**Prompt**
Reproduce the data starting at the line that contains "# give the mask of every instance of the fallen" and ending at the line that contains "[[[27,198],[27,202],[30,205],[35,205],[35,202],[30,198]]]", with the request lines unchanged. In the answers, multiply every coordinate by 2.5 and round each result to a whole number, rounding halves up.

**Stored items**

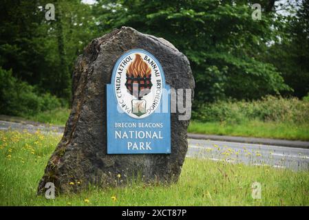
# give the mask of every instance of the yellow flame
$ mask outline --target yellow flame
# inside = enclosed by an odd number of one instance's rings
[[[127,74],[134,77],[148,77],[151,73],[151,69],[148,64],[145,62],[140,54],[137,54],[134,60],[130,63],[127,69]]]

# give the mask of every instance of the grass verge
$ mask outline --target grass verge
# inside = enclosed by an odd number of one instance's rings
[[[309,124],[249,120],[240,123],[191,121],[188,132],[208,135],[309,140]]]
[[[308,206],[309,172],[186,158],[177,184],[95,186],[46,199],[36,187],[60,136],[0,131],[0,206]],[[262,199],[251,197],[262,184]]]

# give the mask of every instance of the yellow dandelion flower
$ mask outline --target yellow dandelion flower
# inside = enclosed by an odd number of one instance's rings
[[[116,196],[111,197],[111,199],[113,201],[116,201],[116,200],[117,200],[117,198],[116,197]]]

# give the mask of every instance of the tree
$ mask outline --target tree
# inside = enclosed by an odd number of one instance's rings
[[[277,18],[278,37],[266,58],[292,88],[286,95],[301,98],[309,91],[309,1],[296,3]]]

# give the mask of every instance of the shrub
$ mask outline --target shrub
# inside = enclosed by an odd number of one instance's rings
[[[268,96],[246,102],[217,101],[201,106],[193,118],[202,122],[239,122],[249,120],[309,124],[309,102]]]
[[[59,99],[50,94],[40,94],[33,86],[19,80],[12,71],[0,67],[0,113],[26,116],[61,106]]]

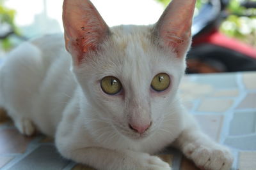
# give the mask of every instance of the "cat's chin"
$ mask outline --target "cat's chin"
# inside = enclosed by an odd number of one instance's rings
[[[146,132],[143,134],[139,134],[136,132],[127,132],[127,133],[122,133],[124,136],[125,136],[126,138],[129,138],[130,139],[132,139],[133,141],[142,141],[147,139],[148,138],[151,134],[152,132]]]

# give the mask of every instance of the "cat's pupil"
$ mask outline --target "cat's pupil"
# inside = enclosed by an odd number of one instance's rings
[[[159,80],[159,82],[162,82],[162,81],[164,80],[163,76],[158,76],[158,79]]]
[[[117,81],[115,79],[111,79],[111,85],[117,85]]]

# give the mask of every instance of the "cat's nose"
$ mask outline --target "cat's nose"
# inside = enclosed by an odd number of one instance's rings
[[[143,134],[151,126],[151,124],[152,122],[150,122],[149,124],[145,125],[143,124],[136,125],[136,124],[129,124],[129,127],[134,132],[140,134]]]

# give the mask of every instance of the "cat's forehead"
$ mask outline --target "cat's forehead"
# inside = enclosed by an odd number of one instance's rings
[[[154,44],[153,25],[119,25],[111,29],[111,40],[103,45],[93,66],[102,76],[120,75],[152,78],[152,74],[172,69],[175,56]],[[173,60],[174,59],[174,60]]]

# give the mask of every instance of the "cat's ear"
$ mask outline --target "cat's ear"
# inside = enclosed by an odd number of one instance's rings
[[[196,0],[172,0],[154,29],[160,46],[172,48],[183,57],[191,43],[191,27]]]
[[[90,0],[64,0],[63,8],[66,48],[79,65],[86,53],[97,50],[109,29]]]

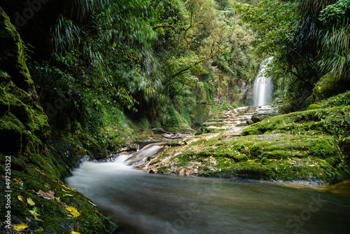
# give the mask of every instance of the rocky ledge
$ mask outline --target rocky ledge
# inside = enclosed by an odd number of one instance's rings
[[[142,166],[150,173],[333,184],[349,176],[349,112],[300,111],[171,141]]]

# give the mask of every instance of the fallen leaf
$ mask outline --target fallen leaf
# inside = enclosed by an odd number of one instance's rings
[[[17,197],[18,198],[19,200],[20,200],[21,202],[22,202],[23,203],[25,204],[25,199],[24,199],[24,198],[23,198],[23,196],[19,195]]]
[[[68,210],[71,213],[71,214],[73,215],[73,217],[74,218],[76,218],[80,215],[80,214],[78,212],[78,209],[76,209],[76,207],[69,206],[66,207],[66,209]]]
[[[22,186],[23,186],[23,182],[20,180],[20,179],[15,178],[13,179],[13,181],[20,184]]]
[[[40,195],[41,195],[43,198],[44,198],[46,200],[54,200],[55,199],[55,192],[49,191],[48,192],[44,192],[42,191],[41,190],[39,190],[37,193]]]
[[[29,210],[29,213],[31,214],[32,215],[37,215],[37,216],[41,216],[41,214],[36,213],[36,212],[34,212],[34,210]]]
[[[24,230],[25,228],[28,228],[28,225],[26,224],[26,223],[19,223],[19,224],[16,224],[15,225],[15,226],[13,227],[13,230]]]
[[[89,200],[89,202],[94,207],[97,207],[97,205],[92,203],[91,201]]]
[[[27,198],[27,202],[30,205],[35,205],[35,202],[30,198]]]

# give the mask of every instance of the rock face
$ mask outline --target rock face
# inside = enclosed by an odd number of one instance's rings
[[[248,125],[261,121],[270,116],[278,115],[278,108],[280,106],[281,104],[244,106],[223,111],[218,116],[203,123],[195,135],[230,130],[238,136]]]
[[[111,233],[115,225],[83,194],[67,188],[62,179],[78,160],[76,143],[50,142],[48,117],[38,104],[34,83],[24,62],[23,43],[0,7],[0,170],[10,169],[10,183],[1,175],[0,186],[11,193],[10,224],[1,221],[0,233]],[[71,146],[74,146],[74,147]],[[6,167],[6,165],[10,167]],[[7,170],[6,170],[7,171]],[[6,174],[8,175],[8,174]],[[0,215],[7,214],[5,189],[0,192]],[[23,202],[18,198],[23,200]],[[38,217],[30,214],[33,207]],[[57,198],[57,199],[55,199]],[[76,209],[73,219],[66,208]],[[4,207],[4,209],[3,209]]]
[[[37,95],[15,27],[0,8],[0,153],[39,153],[48,138],[48,117]]]
[[[258,123],[258,122],[260,122],[260,121],[262,121],[263,120],[265,120],[265,118],[267,118],[267,116],[265,116],[265,115],[260,115],[260,114],[255,114],[255,115],[253,115],[251,116],[251,121],[253,122],[253,123]]]
[[[197,135],[166,144],[144,166],[152,173],[335,183],[350,174],[343,137],[349,113],[350,106],[295,112],[246,127],[241,136],[230,129]]]

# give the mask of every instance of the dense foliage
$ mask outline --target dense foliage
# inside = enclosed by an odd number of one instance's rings
[[[27,45],[54,134],[81,126],[98,135],[111,108],[185,129],[197,103],[237,105],[254,77],[253,32],[232,0],[2,4]]]
[[[349,83],[349,1],[262,0],[237,8],[257,33],[258,51],[274,56],[279,93],[294,105],[286,111],[309,104],[304,100],[325,74]]]

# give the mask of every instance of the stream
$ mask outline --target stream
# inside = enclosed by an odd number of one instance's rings
[[[318,186],[147,174],[130,156],[83,163],[66,180],[120,233],[350,233],[350,200]]]

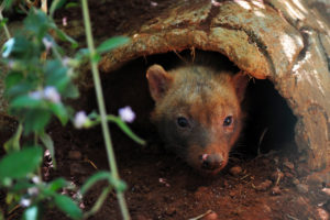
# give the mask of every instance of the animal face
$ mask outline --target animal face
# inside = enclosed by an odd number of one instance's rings
[[[204,174],[219,173],[241,132],[239,90],[246,86],[245,77],[202,66],[167,73],[154,65],[147,79],[156,102],[152,121],[166,147]]]

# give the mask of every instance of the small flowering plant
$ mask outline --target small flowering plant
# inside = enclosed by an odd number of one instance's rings
[[[87,1],[81,0],[81,2],[82,11],[86,13]],[[54,4],[51,6],[51,14],[54,13],[55,8]],[[0,6],[0,24],[2,25],[6,22],[1,21],[1,10]],[[67,20],[63,22],[67,23]],[[89,23],[88,20],[85,22]],[[1,74],[6,73],[4,96],[9,103],[9,113],[18,120],[19,124],[15,134],[3,146],[7,154],[0,158],[0,188],[6,188],[6,201],[9,207],[15,207],[19,204],[24,208],[22,219],[33,220],[41,219],[46,205],[56,206],[72,219],[87,219],[100,208],[109,193],[114,189],[120,200],[123,219],[130,219],[122,194],[125,184],[119,178],[113,156],[108,158],[111,173],[96,173],[79,189],[61,177],[50,183],[43,182],[41,177],[43,146],[56,168],[54,143],[45,131],[54,117],[63,125],[72,120],[77,129],[88,129],[100,123],[103,125],[107,121],[113,122],[135,142],[144,144],[144,141],[136,136],[125,123],[132,122],[135,118],[130,107],[120,109],[119,116],[107,116],[105,111],[101,114],[103,117],[95,112],[87,116],[84,111],[74,116],[73,109],[64,102],[66,99],[79,96],[73,82],[78,65],[87,57],[91,59],[92,65],[96,65],[102,53],[125,43],[128,38],[112,37],[101,43],[95,51],[84,50],[84,53],[78,52],[74,58],[69,58],[54,41],[55,34],[57,38],[69,42],[72,47],[77,47],[73,38],[57,29],[51,16],[31,8],[23,28],[15,33],[14,37],[8,36],[8,41],[2,46],[0,62],[7,66],[7,69],[0,69]],[[96,87],[99,86],[96,82]],[[22,135],[33,138],[33,140],[23,142]],[[106,142],[107,150],[111,151],[108,145]],[[110,155],[113,155],[112,152]],[[84,213],[77,202],[99,180],[108,180],[109,185],[103,188],[90,211]],[[64,189],[75,191],[76,198],[73,199],[62,194]],[[0,210],[0,220],[4,218]]]
[[[44,134],[53,114],[66,124],[69,109],[62,100],[78,97],[72,82],[75,74],[69,74],[75,66],[63,57],[63,50],[48,34],[51,30],[77,46],[44,12],[32,9],[24,28],[2,50],[2,61],[9,68],[4,91],[9,111],[22,121],[25,134]],[[43,54],[47,59],[40,58]]]

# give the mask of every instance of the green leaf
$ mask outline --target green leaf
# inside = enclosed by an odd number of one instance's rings
[[[20,180],[16,184],[14,184],[10,188],[10,190],[11,190],[11,193],[19,193],[19,194],[21,194],[22,190],[25,190],[25,189],[31,188],[31,187],[35,187],[35,184],[31,184],[30,179],[24,179],[24,180]]]
[[[125,122],[123,122],[119,117],[108,116],[107,119],[111,122],[114,122],[128,136],[130,136],[138,144],[145,144],[145,141],[143,139],[140,139],[136,134],[134,134],[130,127],[128,127],[128,124],[125,124]]]
[[[68,84],[65,90],[63,91],[62,97],[76,99],[79,97],[79,90],[74,84]]]
[[[18,98],[13,99],[10,103],[11,108],[36,108],[43,105],[42,99],[35,99],[30,96],[23,95],[19,96]]]
[[[50,9],[50,14],[52,18],[54,16],[54,12],[57,9],[61,9],[65,4],[65,2],[66,2],[66,0],[54,0],[53,1],[51,9]]]
[[[42,133],[51,120],[51,112],[43,109],[30,110],[25,113],[24,134]]]
[[[20,148],[21,148],[20,139],[22,135],[22,131],[23,131],[23,127],[20,123],[15,134],[3,144],[3,147],[7,153],[13,152],[13,151],[20,151]]]
[[[12,86],[18,85],[22,79],[24,79],[22,73],[11,72],[4,79],[6,89],[10,89]]]
[[[24,28],[40,41],[46,35],[52,23],[47,14],[37,9],[30,10],[29,15],[24,19]]]
[[[53,193],[57,191],[58,189],[62,189],[64,187],[67,187],[69,183],[65,180],[64,178],[57,178],[48,184],[48,189]]]
[[[43,144],[46,146],[46,148],[50,151],[51,157],[53,160],[53,165],[56,168],[54,142],[53,142],[52,138],[48,134],[43,133],[40,135],[40,139],[43,142]]]
[[[6,89],[6,97],[8,99],[12,99],[16,96],[22,96],[22,95],[26,95],[31,89],[32,89],[32,84],[30,84],[29,81],[26,80],[23,80],[22,82],[20,84],[16,84],[16,85],[13,85],[11,88],[7,88]]]
[[[3,28],[4,24],[8,22],[8,19],[7,18],[3,18],[1,21],[0,21],[0,28]]]
[[[80,4],[77,2],[68,2],[67,4],[65,4],[65,9],[69,9],[69,8],[78,8]]]
[[[4,9],[8,10],[11,8],[14,0],[4,0]]]
[[[47,62],[45,66],[46,85],[55,86],[59,92],[63,92],[70,82],[67,70],[59,61]]]
[[[102,42],[98,47],[97,52],[102,54],[105,52],[109,52],[116,47],[119,47],[130,41],[127,36],[113,36],[105,42]]]
[[[62,40],[62,41],[67,41],[72,44],[73,48],[77,48],[78,47],[78,43],[76,42],[76,40],[74,40],[73,37],[70,37],[69,35],[67,35],[66,33],[64,33],[62,30],[59,29],[55,29],[55,32],[57,34],[57,36]]]
[[[64,196],[64,195],[56,195],[56,196],[54,196],[54,201],[55,201],[55,205],[58,207],[58,209],[61,209],[63,212],[65,212],[70,218],[73,218],[73,219],[81,219],[82,218],[82,211],[72,200],[72,198]]]
[[[37,206],[32,206],[25,209],[23,220],[38,220],[41,218],[40,209]]]
[[[65,125],[68,121],[68,113],[63,103],[50,103],[52,112],[59,119],[62,125]]]
[[[116,179],[109,172],[98,172],[89,177],[82,187],[80,188],[81,195],[86,194],[97,182],[108,180],[111,186],[116,188],[117,191],[123,191],[127,188],[124,182]]]
[[[20,152],[7,154],[0,161],[0,185],[10,178],[23,178],[33,173],[42,163],[40,146],[24,147]]]

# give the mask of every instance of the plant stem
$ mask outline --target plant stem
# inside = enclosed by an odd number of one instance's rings
[[[3,20],[3,16],[2,16],[2,11],[3,11],[3,9],[4,9],[4,1],[3,1],[3,2],[1,3],[1,6],[0,6],[0,22]],[[8,40],[11,38],[11,35],[10,35],[10,33],[9,33],[9,30],[8,30],[6,23],[3,24],[3,29],[4,29],[6,37],[7,37]]]
[[[94,78],[96,94],[97,94],[98,107],[99,107],[100,117],[101,117],[101,127],[102,127],[102,133],[103,133],[103,139],[105,139],[107,154],[108,154],[108,162],[109,162],[113,177],[119,179],[114,152],[113,152],[112,144],[111,144],[110,130],[109,130],[108,122],[107,122],[107,112],[106,112],[106,106],[103,102],[105,99],[103,99],[103,94],[102,94],[102,88],[101,88],[99,70],[98,70],[97,62],[94,61],[94,57],[96,55],[96,50],[95,50],[92,34],[91,34],[90,18],[89,18],[89,12],[88,12],[87,0],[81,0],[81,3],[82,3],[82,14],[84,14],[85,31],[86,31],[86,36],[87,36],[87,44],[88,44],[88,50],[90,52],[91,72],[92,72],[92,78]],[[125,202],[123,193],[117,191],[117,198],[119,200],[119,205],[120,205],[120,209],[121,209],[123,219],[129,220],[130,213],[129,213],[129,210],[127,207],[127,202]]]
[[[94,207],[84,216],[84,219],[88,219],[90,216],[95,215],[96,212],[98,212],[98,210],[101,208],[101,206],[103,205],[107,196],[109,195],[111,190],[111,186],[108,186],[107,188],[105,188],[101,193],[101,195],[99,196],[98,200],[96,201],[96,204],[94,205]]]

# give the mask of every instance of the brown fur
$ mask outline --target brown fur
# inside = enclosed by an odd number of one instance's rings
[[[182,66],[166,72],[160,65],[147,70],[151,96],[156,102],[152,121],[166,145],[189,165],[207,174],[221,170],[242,128],[241,101],[248,79],[241,74],[219,72],[200,65]],[[223,125],[227,117],[233,123]],[[184,117],[189,128],[180,128]],[[215,170],[201,168],[201,156],[223,160]]]

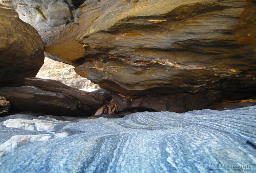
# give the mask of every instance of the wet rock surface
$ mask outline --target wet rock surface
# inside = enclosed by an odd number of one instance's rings
[[[44,63],[44,46],[36,30],[12,8],[0,5],[0,87],[24,85]]]
[[[1,117],[0,169],[4,172],[212,172],[210,164],[221,163],[253,172],[256,112],[253,106],[181,114],[144,112],[118,119]]]

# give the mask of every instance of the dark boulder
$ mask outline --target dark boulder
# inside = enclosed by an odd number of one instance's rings
[[[40,35],[12,8],[0,5],[0,87],[24,85],[44,63]]]

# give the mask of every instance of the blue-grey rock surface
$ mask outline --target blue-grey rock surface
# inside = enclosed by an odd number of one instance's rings
[[[255,172],[256,115],[252,106],[120,119],[1,117],[0,172]]]

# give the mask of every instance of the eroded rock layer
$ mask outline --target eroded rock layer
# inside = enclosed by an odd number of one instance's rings
[[[76,71],[126,107],[186,111],[252,96],[253,2],[86,1],[77,37],[86,61]]]
[[[12,8],[0,5],[0,87],[20,86],[44,63],[44,46],[36,30]]]
[[[72,66],[45,57],[44,63],[36,77],[55,80],[77,89],[100,89],[98,85],[76,74],[74,68]]]
[[[20,15],[35,8],[10,1]],[[125,109],[180,112],[256,95],[254,0],[41,3],[45,19],[35,10],[28,21],[46,56],[76,67]]]

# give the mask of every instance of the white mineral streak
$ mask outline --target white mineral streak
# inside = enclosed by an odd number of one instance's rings
[[[3,124],[9,128],[23,129],[28,130],[37,130],[51,132],[60,122],[43,120],[34,119],[24,120],[21,118],[9,119],[4,122]]]
[[[44,141],[51,137],[48,135],[18,135],[12,136],[11,138],[0,145],[0,156],[4,153],[11,152],[18,145],[23,145],[26,142]]]

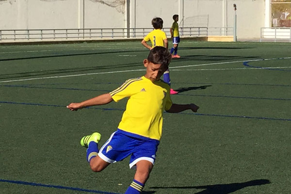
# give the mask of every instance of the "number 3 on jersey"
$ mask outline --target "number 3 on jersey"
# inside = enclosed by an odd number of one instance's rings
[[[155,47],[155,46],[156,46],[156,36],[154,36],[154,47]]]

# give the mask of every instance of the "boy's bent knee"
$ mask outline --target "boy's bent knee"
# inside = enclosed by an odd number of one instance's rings
[[[103,170],[107,166],[110,164],[97,156],[93,158],[90,162],[90,167],[92,170],[95,172],[99,172]]]
[[[99,165],[94,165],[94,164],[91,165],[90,164],[90,166],[91,168],[91,170],[93,172],[95,172],[96,173],[98,173],[99,172],[101,172],[102,170],[103,170],[103,169],[104,169],[104,168],[103,168],[102,166],[100,166]]]

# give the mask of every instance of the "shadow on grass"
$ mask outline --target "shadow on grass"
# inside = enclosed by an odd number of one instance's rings
[[[253,59],[259,59],[261,57],[259,56],[227,56],[227,55],[182,55],[179,59],[174,58],[172,60],[171,63],[180,63],[184,61],[221,61],[229,60],[247,61]]]
[[[179,88],[177,90],[175,90],[179,93],[181,93],[184,92],[186,92],[190,90],[204,90],[207,88],[208,87],[212,86],[212,85],[201,85],[201,86],[194,86],[194,87],[187,87],[184,88]]]
[[[184,187],[152,187],[150,189],[205,189],[204,191],[195,193],[195,194],[228,194],[234,192],[245,187],[253,186],[262,185],[270,184],[271,182],[266,179],[260,179],[250,180],[241,183],[222,184],[212,185],[194,186]]]

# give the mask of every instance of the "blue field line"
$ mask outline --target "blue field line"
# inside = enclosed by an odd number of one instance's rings
[[[60,185],[49,185],[47,184],[42,184],[42,183],[36,183],[35,182],[26,182],[26,181],[22,181],[19,180],[5,180],[3,179],[0,179],[0,182],[8,182],[10,183],[13,184],[18,184],[21,185],[30,185],[36,187],[48,187],[48,188],[53,188],[55,189],[66,189],[68,190],[72,190],[72,191],[78,191],[83,192],[87,192],[87,193],[94,193],[96,194],[121,194],[117,193],[111,193],[111,192],[107,192],[105,191],[101,191],[98,190],[91,190],[89,189],[81,189],[77,187],[65,187],[64,186]]]
[[[16,87],[23,88],[41,88],[41,89],[52,89],[56,90],[81,90],[81,91],[100,91],[110,92],[112,90],[97,90],[97,89],[85,89],[78,88],[54,88],[54,87],[40,87],[40,86],[29,86],[26,85],[0,85],[0,86],[3,87]],[[229,96],[220,96],[220,95],[191,95],[191,94],[178,94],[179,96],[194,96],[194,97],[227,97],[233,98],[244,98],[244,99],[263,99],[263,100],[291,100],[291,98],[274,98],[268,97],[235,97]]]
[[[178,94],[179,96],[191,96],[194,97],[229,97],[232,98],[244,98],[244,99],[258,99],[260,100],[291,100],[291,98],[273,98],[269,97],[234,97],[230,96],[220,96],[220,95],[205,95],[198,94]]]
[[[281,59],[281,58],[278,58],[278,59]],[[262,60],[262,61],[264,61],[264,60]],[[248,64],[248,63],[249,63],[249,62],[250,62],[249,61],[246,61],[246,62],[243,62],[242,63],[242,64],[244,66],[248,67],[258,68],[259,69],[267,69],[267,70],[275,70],[275,71],[291,71],[290,70],[276,69],[275,68],[272,68],[272,67],[261,67],[261,66],[257,66],[250,65],[249,65]]]
[[[108,84],[116,84],[121,85],[123,82],[94,82],[90,83],[91,85],[108,85]],[[208,85],[251,85],[251,86],[281,86],[281,87],[291,87],[291,85],[283,85],[283,84],[268,84],[263,83],[210,83],[210,82],[175,82],[175,84],[208,84]],[[77,85],[77,84],[86,84],[88,85],[89,83],[39,83],[39,84],[17,84],[17,85],[0,85],[0,86],[5,87],[21,87],[21,86],[30,86],[35,85]],[[178,89],[178,88],[176,88]]]
[[[37,103],[25,103],[25,102],[7,102],[7,101],[0,101],[0,103],[66,108],[66,106],[64,106],[64,105],[52,105],[52,104],[37,104]],[[87,108],[85,108],[85,109],[101,110],[103,111],[125,111],[125,109],[110,108],[108,108],[87,107]],[[167,112],[164,112],[164,113],[167,113]],[[171,113],[172,114],[172,113]],[[219,116],[219,117],[232,117],[232,118],[256,119],[262,119],[262,120],[276,120],[276,121],[291,121],[291,119],[285,119],[285,118],[270,118],[270,117],[257,117],[257,116],[239,116],[239,115],[215,114],[203,114],[203,113],[178,113],[182,114],[193,114],[193,115],[198,115],[198,116]]]

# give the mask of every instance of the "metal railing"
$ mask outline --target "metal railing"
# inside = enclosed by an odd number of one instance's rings
[[[260,42],[264,40],[289,40],[291,43],[291,28],[261,28]]]
[[[170,28],[162,30],[167,37],[170,37]],[[142,38],[152,30],[152,28],[0,30],[0,41]],[[233,34],[232,27],[186,27],[179,28],[179,31],[181,37]]]

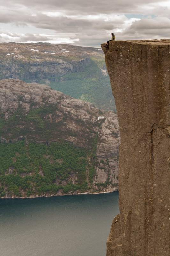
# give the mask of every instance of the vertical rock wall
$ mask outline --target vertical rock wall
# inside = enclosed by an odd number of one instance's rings
[[[105,44],[121,137],[107,255],[169,256],[170,40]]]

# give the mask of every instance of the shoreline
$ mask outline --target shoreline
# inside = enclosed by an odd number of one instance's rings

**Solution for this task**
# give the mask of every instance of the fallen leaf
$ mask outline --target fallen leaf
# inside = enclosed by an odd number of one instance's rings
[[[43,493],[45,495],[48,500],[50,500],[53,505],[55,505],[58,508],[63,510],[63,498],[60,498],[60,495],[58,495],[58,490],[48,488]]]
[[[170,525],[178,533],[178,535],[183,538],[183,543],[185,545],[190,545],[200,538],[200,535],[195,530],[195,523],[190,523],[190,518],[173,515],[165,518],[165,523]]]
[[[55,465],[58,465],[58,455],[50,450],[50,448],[38,445],[33,448],[33,453],[50,460]]]
[[[100,488],[103,488],[108,495],[110,495],[115,500],[135,500],[138,498],[138,480],[123,478],[120,480],[110,480],[105,478],[103,475],[98,475],[93,483]]]
[[[73,525],[73,533],[78,535],[80,538],[93,538],[93,540],[103,540],[103,535],[90,533],[90,530],[85,530],[85,525]]]
[[[60,575],[63,570],[70,570],[70,563],[65,560],[65,558],[48,558],[48,560],[40,560],[38,563],[38,565],[33,568],[33,575]]]
[[[223,500],[223,505],[235,518],[243,518],[243,513],[230,508],[228,503]]]
[[[68,495],[68,505],[75,513],[88,513],[88,505],[75,495]]]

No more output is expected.